• [TEXTE EXTRAIT]:
##########
Le budget de l’enseignement scolaire et supérieur (avec la recherche) est le premier poste du budget de l’État, par exemple :
* 74,4 Md€ en 2016
* 81,8 Md€ en 2020, soit 28 % du budget général
Mais la contribution du secteur public (Etat, collectivités locales…) atteignait même :
* 129 Md€ en 2017
Selon les données disponibles entre 2007 et 2017, l’évolution de ces dépenses est liée à celle des effectifs, avec une forte croissance dans l’enseignement supérieur, mais pas dans le primaire où la dépense a beaucoup cru tandis que les effectifs augmentaient très modérément, peut-être sous l’effet du slogan d’ « égalité des chances ».
Si les élites dénoncent souvent le sacrifice du futur au profit du présent (notamment en référence à la dette publique pour les plus « libérales »…), elles versent aussi volontiers dans les lendemains qui chantent, et accordent une priorité exclusive à la jeunesse – ce qui ne la rend ni moins arrogante, ni moins ségrégative que les générations antérieures (#jes).
##########
• [DONNÉES]:
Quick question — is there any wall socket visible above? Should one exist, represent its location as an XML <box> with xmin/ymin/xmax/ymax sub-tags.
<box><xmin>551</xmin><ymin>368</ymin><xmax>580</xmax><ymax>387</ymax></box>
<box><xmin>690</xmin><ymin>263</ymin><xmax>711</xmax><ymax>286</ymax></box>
##########
• [EXERCICES]:
A - Dans le texte sur le budget de l'éducation, reprenez le passage qui commence par les mots contenant « Si les élites » et se termine par « générations antérieures (#jes). », en rebaptisant « élites » en « classes dirigeantes ».
B - Répondez à ces questions d'après le texte sur le budget de l'éducation :
(i) Quel était le montant de ce budget en 2016 ?
(ii) Quelle part du budget général représentait-il en 2020 ?
(iii) À combien s'élevait la contribution du secteur public en 2017 ?
Ce matériel n'est pas utile ici.

• [RÉPONSES DANS L'ORDRE]:
A -
Si les classes dirigeantes dénoncent souvent le sacrifice du futur au profit du présent (notamment en référence à la dette publique pour les plus « libérales »…), elles versent aussi volontiers dans les lendemains qui chantent, et accordent une priorité exclusive à la jeunesse – ce qui ne la rend ni moins arrogante, ni moins ségrégative que les générations antérieures (#jes).

B -
(i) 74,4 Md€
(ii) 28 %
(iii) 129 Md€